§ **EXERCISE REQUIREMENTS**
What is wanted is the full listing, word for word, without its pictures.

↓↓↓

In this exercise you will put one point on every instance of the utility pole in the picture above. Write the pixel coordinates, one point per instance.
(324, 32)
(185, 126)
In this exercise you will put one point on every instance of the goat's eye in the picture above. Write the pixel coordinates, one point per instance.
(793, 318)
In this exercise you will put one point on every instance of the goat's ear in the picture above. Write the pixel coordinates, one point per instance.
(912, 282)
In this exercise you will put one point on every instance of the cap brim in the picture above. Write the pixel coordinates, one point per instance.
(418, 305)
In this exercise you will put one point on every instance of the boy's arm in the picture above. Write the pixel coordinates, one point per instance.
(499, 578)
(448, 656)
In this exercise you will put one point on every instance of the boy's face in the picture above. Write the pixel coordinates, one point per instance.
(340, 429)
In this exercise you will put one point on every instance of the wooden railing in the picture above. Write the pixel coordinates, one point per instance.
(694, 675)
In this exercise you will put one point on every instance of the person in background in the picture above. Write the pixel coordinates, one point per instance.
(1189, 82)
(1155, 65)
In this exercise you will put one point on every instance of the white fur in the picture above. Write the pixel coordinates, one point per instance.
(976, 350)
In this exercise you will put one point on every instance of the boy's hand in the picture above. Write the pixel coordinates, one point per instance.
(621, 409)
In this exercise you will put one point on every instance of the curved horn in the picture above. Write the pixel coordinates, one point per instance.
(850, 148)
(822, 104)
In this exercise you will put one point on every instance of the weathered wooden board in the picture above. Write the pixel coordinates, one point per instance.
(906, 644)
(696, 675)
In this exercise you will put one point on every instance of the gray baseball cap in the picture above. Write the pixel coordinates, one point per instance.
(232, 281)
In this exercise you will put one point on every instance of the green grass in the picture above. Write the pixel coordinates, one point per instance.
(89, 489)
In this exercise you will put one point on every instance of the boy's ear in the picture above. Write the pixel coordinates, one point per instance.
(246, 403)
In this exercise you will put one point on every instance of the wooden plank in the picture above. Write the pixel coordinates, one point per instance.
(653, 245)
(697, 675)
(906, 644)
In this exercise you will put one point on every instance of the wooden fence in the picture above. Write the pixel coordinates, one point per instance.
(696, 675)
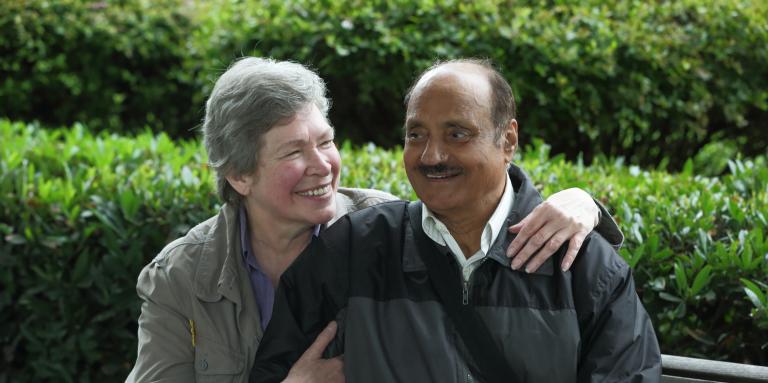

↑↑↑

§ **ANSWER TO THIS EXERCISE**
In this exercise you will put one point on every instance of the utility pole in the picture above. Write the pixel coordinates, one point per instance.
(324, 32)
(185, 126)
In this exercise you will put one point on every instance of the goat's eye in the picture above. Write the pixel coordinates, one point per instance.
(793, 318)
In this exercise you will put one point on every instance of the goat's ear in the picture above. Write the pixel coordinates, one point per instance.
(912, 282)
In this exercise you will put one point on every instance of the cap brim in the picture above. Write the pixel coordinates, one point per instance.
(418, 305)
In this exercise you will put one point on every instance of the boy's arm in the picture above. Write the pixel coordinates, one point per instance.
(499, 578)
(448, 656)
In this exercise you will put one point on every instance of the boy's face in the picture above. Write the pixel coordinates, one point per instance.
(340, 429)
In this exercise you will put one point on every instance of the wooden railing in the picture above. Write the pixel coordinates, one point per instance.
(694, 675)
In this exercise you will put one point on every instance of the person in background in the picture above. Write the pixel coordinates, one point per instance.
(1189, 82)
(1155, 65)
In this exercise you will put one point on every instance of the white fur in the picture above. Write the pixel coordinates, one point per instance.
(976, 350)
In this exercise you will put one point on every instance of the boy's hand in the picture above. Write the pixel coordinates, one point per instance.
(621, 409)
In this exercise you will put one point on every instance of the curved horn in the picture above. Write the pixel coordinates, one point per instance.
(850, 148)
(822, 104)
In this exercise you will put one point on every instance of the weathered wooden board in the picture above. Write the pixel coordinates, one point per instance.
(906, 644)
(696, 675)
In this exercise you will put one point on every instance of the gray baseball cap in the picture above. Write the pixel coordinates, one point per instance.
(232, 281)
In this exercise you will put one point on every instance of the green grass in the picture above. Write the pixel coordinates, one point per instance.
(89, 489)
In this exercise you will put one point on every instance of the boy's ear in the picture above. Write the pixel coordinates, one point per instance.
(246, 403)
In this exercise you will put one point on every instance of the wooden plank in the picture above. Write the pixel coordinates, one point per instance.
(653, 245)
(697, 675)
(906, 644)
In this exercise you will put one point on every instance of the wooden fence in the picture above. Write the pixel coordinates, one point per instance.
(696, 675)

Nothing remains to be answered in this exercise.